## Work to be completed
Rescale the items from the start through the line containing "[106, 147], [36, 150]]", writing out every line again with the requests unchanged. Multiply each coordinate in the answers by 0.8 and round to whole numbers, rounding halves up.

## Start The input

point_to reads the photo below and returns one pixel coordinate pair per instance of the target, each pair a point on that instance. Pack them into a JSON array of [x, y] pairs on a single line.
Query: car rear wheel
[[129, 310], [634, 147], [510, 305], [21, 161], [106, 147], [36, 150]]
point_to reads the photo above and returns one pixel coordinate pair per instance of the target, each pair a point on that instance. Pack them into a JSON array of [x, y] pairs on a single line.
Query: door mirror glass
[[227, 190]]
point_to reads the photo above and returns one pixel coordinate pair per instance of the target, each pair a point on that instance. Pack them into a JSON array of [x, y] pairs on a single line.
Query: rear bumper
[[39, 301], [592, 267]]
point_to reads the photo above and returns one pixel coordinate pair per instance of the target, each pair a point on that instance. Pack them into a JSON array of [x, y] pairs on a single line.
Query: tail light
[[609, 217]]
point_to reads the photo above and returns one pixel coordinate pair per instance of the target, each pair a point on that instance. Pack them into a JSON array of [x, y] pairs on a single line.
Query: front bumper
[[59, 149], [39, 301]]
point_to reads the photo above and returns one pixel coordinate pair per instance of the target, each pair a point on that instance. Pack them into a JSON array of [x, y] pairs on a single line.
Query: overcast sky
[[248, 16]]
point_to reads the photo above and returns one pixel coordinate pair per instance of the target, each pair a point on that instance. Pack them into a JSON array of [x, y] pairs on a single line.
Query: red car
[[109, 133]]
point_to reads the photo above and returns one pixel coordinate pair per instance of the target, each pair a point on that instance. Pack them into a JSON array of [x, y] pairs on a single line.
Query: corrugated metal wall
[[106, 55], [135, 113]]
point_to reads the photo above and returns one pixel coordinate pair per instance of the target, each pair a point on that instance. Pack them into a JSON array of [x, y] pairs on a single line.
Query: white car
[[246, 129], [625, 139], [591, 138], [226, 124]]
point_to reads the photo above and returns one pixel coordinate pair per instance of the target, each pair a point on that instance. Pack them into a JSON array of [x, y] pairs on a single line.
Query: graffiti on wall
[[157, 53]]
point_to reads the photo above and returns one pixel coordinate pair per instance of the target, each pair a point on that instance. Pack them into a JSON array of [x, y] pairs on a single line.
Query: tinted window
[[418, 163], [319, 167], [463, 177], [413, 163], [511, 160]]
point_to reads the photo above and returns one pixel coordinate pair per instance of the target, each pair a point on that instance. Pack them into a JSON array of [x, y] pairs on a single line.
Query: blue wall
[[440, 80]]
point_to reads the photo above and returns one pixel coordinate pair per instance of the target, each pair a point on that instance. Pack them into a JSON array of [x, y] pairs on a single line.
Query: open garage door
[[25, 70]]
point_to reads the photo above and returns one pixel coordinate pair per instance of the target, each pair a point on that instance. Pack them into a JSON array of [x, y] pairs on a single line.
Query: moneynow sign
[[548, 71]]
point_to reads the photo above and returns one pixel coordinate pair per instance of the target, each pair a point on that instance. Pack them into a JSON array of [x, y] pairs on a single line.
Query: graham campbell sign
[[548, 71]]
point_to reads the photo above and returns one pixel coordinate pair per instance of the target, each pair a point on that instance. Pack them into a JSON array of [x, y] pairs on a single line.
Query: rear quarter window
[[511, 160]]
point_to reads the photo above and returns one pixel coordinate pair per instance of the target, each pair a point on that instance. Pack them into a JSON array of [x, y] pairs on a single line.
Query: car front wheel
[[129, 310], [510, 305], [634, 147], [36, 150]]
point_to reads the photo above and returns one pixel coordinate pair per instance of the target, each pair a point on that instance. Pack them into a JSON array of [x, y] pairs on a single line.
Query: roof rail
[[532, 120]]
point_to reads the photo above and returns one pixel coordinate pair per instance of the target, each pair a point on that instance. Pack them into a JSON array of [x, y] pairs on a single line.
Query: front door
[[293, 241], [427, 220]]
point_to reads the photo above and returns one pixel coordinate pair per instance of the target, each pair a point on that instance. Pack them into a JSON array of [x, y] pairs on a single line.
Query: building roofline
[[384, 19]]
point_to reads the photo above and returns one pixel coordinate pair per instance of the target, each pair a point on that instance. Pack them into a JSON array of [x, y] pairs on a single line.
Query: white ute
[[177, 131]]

## End The input

## Final result
point_to reads the photo below and returns one pixel coordinate pair per instance of the target, each pair a point on that instance. Pack them into a JSON array of [x, y] pairs on a single line.
Query: car rear wheel
[[103, 248], [507, 118], [408, 244], [17, 129], [85, 118], [29, 120]]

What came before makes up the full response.